* ENUNCIADO:
Quais linhas dos registros contêm a palavra "outline"? Retorne todas essas linhas, diferenciando maiúsculas de minúsculas.

----------------------------------------

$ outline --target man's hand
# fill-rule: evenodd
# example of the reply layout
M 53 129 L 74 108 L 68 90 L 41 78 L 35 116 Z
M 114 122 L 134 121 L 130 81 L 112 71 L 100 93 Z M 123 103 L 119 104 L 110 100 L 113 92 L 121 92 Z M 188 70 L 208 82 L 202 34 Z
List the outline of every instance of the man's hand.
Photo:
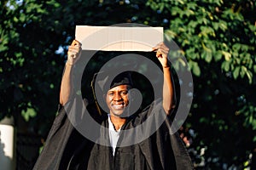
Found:
M 80 58 L 82 53 L 81 45 L 79 41 L 73 41 L 72 44 L 68 47 L 67 64 L 73 65 Z
M 163 42 L 153 48 L 153 51 L 156 52 L 156 57 L 164 68 L 170 67 L 168 64 L 169 48 Z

----------------------------------------

* RESPOSTA:
$ outline --target man's hand
List the outline of every instance of the man's hand.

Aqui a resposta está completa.